Your instructions. Reproduce the listing below as it stands. Leave out each image.
══ Data shown
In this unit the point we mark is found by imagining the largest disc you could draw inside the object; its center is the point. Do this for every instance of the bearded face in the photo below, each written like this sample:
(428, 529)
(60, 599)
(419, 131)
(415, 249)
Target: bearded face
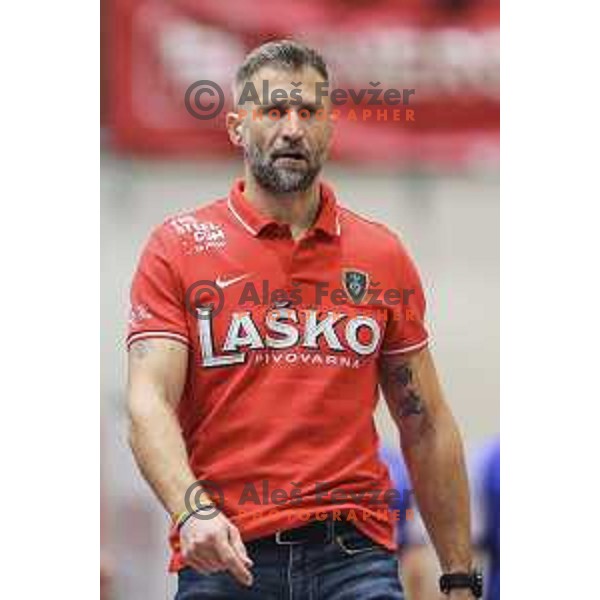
(286, 148)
════
Solution to this task.
In this unit the point we mark is found by imagining the largest disc you could draw inside the object; its center is the point. Do this for every instance of the bearded face in the photo below, each written like this sample:
(428, 529)
(60, 599)
(419, 131)
(415, 249)
Target: bearded face
(286, 148)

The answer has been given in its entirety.